Hasta hace algunos años, muchos boyacenses creyeron que esa tierra fértil había dado —al fin— un hijo ideal para el cambio: un hombre capaz de devolverle a la política la decencia perdida y de honrar la tradición de líderes que engrandecieron la República en su momento —Enrique Olaya Herrera, Armando Solano, Miguel Jiménez López, José Ignacio Márquez, Santos Acosta, Santos Gutiérrez, Clímaco Calderón, Eduardo Santos Montejo, entre otros—, símbolos de un tiempo en que el servicio público tenía un sentido de propósito.
En ese linaje moral muchos quisieron inscribir el nombre de Carlos Andrés Amaya. Nacido en Socha, en un hogar donde las limitaciones eran parte del paisaje y la palabra oportunidad sonaba a promesa lejana, emergió como un joven de verbo encendido, dispuesto a desafiar la vieja política —cómoda, ventajosa y ladrona— desde los pasillos universitarios hasta las plazas públicas. Fue el muchacho de provincia que se convirtió en referente generacional: vehemente, locuaz, de sonrisa fácil y discurso rebelde en un cuerpo menudo.

§

Completa lo siguiente
1. Según el texto sobre Carlos Andrés Amaya, ¿en qué lugar nació él?
2. Escribe la continuación del texto sobre Carlos Andrés Amaya a partir de su última oración.

§

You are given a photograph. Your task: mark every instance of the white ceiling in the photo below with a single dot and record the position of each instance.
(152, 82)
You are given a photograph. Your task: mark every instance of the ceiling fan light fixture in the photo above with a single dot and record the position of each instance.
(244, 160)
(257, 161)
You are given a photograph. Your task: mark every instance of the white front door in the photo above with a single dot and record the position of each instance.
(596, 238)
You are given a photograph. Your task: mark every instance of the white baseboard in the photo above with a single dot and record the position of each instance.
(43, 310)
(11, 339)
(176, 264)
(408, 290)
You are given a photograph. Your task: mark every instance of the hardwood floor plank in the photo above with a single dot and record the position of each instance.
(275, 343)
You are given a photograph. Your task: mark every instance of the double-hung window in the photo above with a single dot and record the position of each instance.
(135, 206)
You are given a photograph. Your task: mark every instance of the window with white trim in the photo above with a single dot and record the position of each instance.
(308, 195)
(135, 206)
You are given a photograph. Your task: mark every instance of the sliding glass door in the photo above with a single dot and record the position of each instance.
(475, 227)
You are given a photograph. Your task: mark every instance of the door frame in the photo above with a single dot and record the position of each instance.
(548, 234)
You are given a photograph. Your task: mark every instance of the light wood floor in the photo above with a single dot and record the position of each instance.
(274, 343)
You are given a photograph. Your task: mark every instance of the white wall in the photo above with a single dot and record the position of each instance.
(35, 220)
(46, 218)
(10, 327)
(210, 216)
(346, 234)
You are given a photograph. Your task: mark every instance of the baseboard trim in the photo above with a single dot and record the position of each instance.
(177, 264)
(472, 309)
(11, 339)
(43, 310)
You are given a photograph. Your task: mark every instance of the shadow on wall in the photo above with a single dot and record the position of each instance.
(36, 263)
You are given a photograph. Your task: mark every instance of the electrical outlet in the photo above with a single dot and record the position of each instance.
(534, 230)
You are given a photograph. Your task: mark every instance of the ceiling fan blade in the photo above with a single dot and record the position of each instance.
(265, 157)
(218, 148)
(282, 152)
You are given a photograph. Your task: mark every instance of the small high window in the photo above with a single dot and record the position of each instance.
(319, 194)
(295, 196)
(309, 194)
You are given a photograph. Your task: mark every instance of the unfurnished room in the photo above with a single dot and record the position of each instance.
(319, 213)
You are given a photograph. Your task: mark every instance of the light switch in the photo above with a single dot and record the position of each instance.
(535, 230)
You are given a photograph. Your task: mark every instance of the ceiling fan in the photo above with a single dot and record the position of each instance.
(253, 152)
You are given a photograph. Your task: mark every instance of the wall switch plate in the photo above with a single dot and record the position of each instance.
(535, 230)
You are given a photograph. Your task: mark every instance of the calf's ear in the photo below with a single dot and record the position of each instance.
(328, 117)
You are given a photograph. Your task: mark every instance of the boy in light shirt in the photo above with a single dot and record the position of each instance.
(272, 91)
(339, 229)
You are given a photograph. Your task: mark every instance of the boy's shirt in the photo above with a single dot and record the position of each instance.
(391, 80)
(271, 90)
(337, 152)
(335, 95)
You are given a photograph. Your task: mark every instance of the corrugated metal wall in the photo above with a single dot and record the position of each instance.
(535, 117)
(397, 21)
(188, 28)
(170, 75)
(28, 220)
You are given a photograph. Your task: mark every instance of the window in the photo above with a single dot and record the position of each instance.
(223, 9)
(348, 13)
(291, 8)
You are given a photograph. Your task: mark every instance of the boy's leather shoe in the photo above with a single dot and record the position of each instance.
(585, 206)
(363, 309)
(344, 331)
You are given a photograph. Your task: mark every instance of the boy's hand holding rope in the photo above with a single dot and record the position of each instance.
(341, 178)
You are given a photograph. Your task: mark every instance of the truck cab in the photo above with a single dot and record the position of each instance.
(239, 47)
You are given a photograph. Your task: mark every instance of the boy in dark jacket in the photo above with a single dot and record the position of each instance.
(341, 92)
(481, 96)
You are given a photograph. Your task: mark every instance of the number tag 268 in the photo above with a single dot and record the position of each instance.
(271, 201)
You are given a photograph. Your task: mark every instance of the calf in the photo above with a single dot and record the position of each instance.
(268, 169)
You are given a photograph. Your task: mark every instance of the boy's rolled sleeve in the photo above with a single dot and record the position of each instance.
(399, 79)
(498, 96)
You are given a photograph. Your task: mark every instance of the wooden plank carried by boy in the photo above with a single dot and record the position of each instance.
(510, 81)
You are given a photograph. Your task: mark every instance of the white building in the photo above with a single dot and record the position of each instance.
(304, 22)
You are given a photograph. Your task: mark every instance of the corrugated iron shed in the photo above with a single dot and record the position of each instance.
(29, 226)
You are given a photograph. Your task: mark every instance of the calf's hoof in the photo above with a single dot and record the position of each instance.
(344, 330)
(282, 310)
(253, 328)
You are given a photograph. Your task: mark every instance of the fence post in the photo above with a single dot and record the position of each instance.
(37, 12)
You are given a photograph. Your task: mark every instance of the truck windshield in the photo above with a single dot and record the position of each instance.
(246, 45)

§

Resultados finales
1. En Socha.

2.
Durante un tiempo, encarnó la esperanza de un cambio real. Comenzó incursionando en el Partido Liberal, luego pasó al Partido Verde, y hoy no hay rincón boyacense donde se mueva un papel sin su autorización. Pero el poder, como el tiempo, no pasa en vano. Lo que empezó como épica juvenil se ha ido convirtiendo, poco a poco —dicen amigos y detractores—, en una historia de espejos rotos y cabos sueltos. Los boyacenses que lo vieron llegar por primera vez a la Gobernación creyeron asistir al nacimiento de una era. El mérito, el esfuerzo y la humildad parecían volver a tener sentido. Sin embargo, el brillo de los reflectores fue moldeando otro rostro: el del líder que empezó a parecerse a aquello que un día prometió combatir.
Hoy, entre sus propios aliados y críticos, existe una coincidencia amarga: Amaya ya no representa la ilusión del cambio, sino el desencanto de lo que pudo ser. Su cercanía con el poder, su habilidad para tejer alianzas y su ambición expansiva lo han convertido en un político de cálculo. A donde antes llegaba la esperanza, hoy llega el ruido de la desconfianza.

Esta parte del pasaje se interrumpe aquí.